> _EXERCISE_
Output the listing below verbatim, from its first line to its last.
====================
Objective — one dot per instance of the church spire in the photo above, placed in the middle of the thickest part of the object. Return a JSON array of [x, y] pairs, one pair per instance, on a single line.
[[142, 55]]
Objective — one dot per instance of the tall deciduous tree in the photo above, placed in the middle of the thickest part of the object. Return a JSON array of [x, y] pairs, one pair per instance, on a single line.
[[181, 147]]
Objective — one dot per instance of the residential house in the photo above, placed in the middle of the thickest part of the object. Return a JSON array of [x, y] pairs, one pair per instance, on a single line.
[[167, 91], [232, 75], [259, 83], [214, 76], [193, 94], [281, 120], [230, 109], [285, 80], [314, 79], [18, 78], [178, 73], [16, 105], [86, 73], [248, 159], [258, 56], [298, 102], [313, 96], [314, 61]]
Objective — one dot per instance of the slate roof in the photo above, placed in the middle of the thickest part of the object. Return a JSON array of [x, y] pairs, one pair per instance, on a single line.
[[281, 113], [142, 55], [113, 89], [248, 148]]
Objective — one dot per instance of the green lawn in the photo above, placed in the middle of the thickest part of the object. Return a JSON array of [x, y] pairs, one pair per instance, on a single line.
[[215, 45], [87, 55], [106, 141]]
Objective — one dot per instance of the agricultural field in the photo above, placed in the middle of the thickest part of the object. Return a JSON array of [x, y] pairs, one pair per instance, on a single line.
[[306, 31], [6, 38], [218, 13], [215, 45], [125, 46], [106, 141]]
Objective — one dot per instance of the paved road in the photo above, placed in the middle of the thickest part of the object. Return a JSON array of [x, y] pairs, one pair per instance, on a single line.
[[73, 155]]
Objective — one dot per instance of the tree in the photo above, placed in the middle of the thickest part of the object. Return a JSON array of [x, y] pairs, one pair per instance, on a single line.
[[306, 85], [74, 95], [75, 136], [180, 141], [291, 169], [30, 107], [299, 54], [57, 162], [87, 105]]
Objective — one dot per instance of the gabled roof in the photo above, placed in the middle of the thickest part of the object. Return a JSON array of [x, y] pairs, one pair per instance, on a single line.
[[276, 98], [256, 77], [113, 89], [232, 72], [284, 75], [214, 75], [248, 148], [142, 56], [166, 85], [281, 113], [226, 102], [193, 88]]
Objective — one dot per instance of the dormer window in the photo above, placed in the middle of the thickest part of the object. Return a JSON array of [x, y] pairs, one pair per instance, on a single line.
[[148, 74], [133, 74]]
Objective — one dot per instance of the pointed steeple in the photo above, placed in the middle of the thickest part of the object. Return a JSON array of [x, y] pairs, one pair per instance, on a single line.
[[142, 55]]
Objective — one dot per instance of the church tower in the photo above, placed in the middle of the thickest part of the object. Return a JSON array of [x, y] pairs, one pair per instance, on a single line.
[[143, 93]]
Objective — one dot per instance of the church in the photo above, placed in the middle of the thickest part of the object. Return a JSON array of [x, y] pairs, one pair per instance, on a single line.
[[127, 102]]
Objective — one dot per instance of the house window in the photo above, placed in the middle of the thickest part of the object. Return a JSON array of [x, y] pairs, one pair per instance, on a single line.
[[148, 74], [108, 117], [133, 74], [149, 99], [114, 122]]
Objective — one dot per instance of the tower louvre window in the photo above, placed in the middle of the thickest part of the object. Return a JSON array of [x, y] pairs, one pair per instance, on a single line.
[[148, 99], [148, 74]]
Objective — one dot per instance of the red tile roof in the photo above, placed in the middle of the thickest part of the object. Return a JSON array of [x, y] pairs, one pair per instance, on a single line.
====================
> _EXERCISE OUTPUT_
Objective — one dot per instance of the church spire in the photo above, placed in the middle of the thickest part of the object. Return a JSON array of [x, y] pairs, one pair per instance, on a single line.
[[142, 55]]
Objective — one dot per instance of the tall deciduous tree in the photo above, placed in the middle of the thickest part of the object. Return a JSON array of [x, y] pairs, one pair per instance, on a single line.
[[181, 147]]
Objective — one dot per instance of the residential house in the photo above, placed in the middle of the thickest part of the object. Return a JSON array of [x, y] pairs, one pair per instance, on a single line.
[[167, 91], [232, 75], [259, 83], [214, 76], [193, 94], [281, 120], [230, 109], [285, 80], [314, 79], [18, 78], [178, 73], [16, 105], [86, 73], [248, 159], [258, 56], [298, 102], [313, 96], [314, 61]]
Objective — one dot per instance of the slate roof in the photo above, placed in the middle of the thickest part of the object. Return a JSON array of [x, y] pairs, one pair per instance, on a single line.
[[281, 113], [142, 55], [113, 89], [248, 148]]
Objective — one dot per instance of the green lawn in the photo above, placed in the middle of the thickest part of the object. Return a JSON array of [x, y] pairs, one pair per instance, on a single line.
[[215, 45], [87, 55], [106, 141]]
Objective — one dot per instance of the agricultural field in the photo above, placed in the middle of the thickest part of the object. Return a JSON array of [x, y] pairs, one pair per instance, on a single line.
[[306, 31], [6, 38], [218, 13], [215, 45], [125, 46], [106, 141]]
Objective — one dot per instance of the paved road in the photo above, placed in the middle of the thickest part of the object. Return a JSON array of [x, y] pairs, one pair per instance, on a single line.
[[73, 155]]
Objective — one dot per instance of the tree in the photo above, placed in the middle of the thickest part of the object. Return a JSON array of [x, y] pairs, one pair per instance, on a single line.
[[306, 85], [74, 95], [75, 136], [180, 141], [291, 169], [30, 107], [299, 54], [57, 162], [87, 105]]
Objective — one dot per instance of the gabled roof in the photo above, placed in the middle of the thickest part of the object. Return a JSON array of [x, y] pairs, one pair per instance, on a single line.
[[276, 98], [256, 77], [113, 89], [232, 72], [284, 75], [214, 75], [248, 148], [142, 56], [166, 85], [281, 113], [226, 102], [193, 88]]
Objective — one dot per instance of the dormer window in the photo above, placed in the middle of the thickest part of the object. Return a JSON array of [x, y] pairs, one pair per instance, on a single line.
[[148, 74], [133, 74]]
Objective — one dot per instance of the pointed steeple in the photo above, placed in the middle of the thickest part of the object. Return a JSON array of [x, y] pairs, one pair per instance, on a single line.
[[142, 55]]
Objective — one dot per instance of the church tower in the photo above, placed in the middle of the thickest part of the object. Return a JSON array of [x, y] pairs, one pair per instance, on a single line.
[[143, 93]]
Objective — one dot per instance of the church in the photo above, placed in the middle of the thickest part of the object. Return a JSON array of [x, y] pairs, one pair per instance, on a single line.
[[127, 102]]
Objective — one dot per instance of the house window in the photo above, placed in the middle of the thickest part of the object. Return a JSON array of [x, y] pairs, one pair per instance, on a single line.
[[148, 74], [108, 117], [133, 74], [149, 99], [114, 122]]
Objective — one dot per instance of the tower louvre window in the photo above, placed in the middle of the thickest part of the object. Return a JSON array of [x, y] pairs, one pair per instance, on a single line.
[[148, 99], [148, 74]]
Objective — one dot per instance of the red tile roof in the photo above, placed in the middle of the thickest part of the object. Return a JSON array of [x, y] pairs, one pair per instance, on a single line.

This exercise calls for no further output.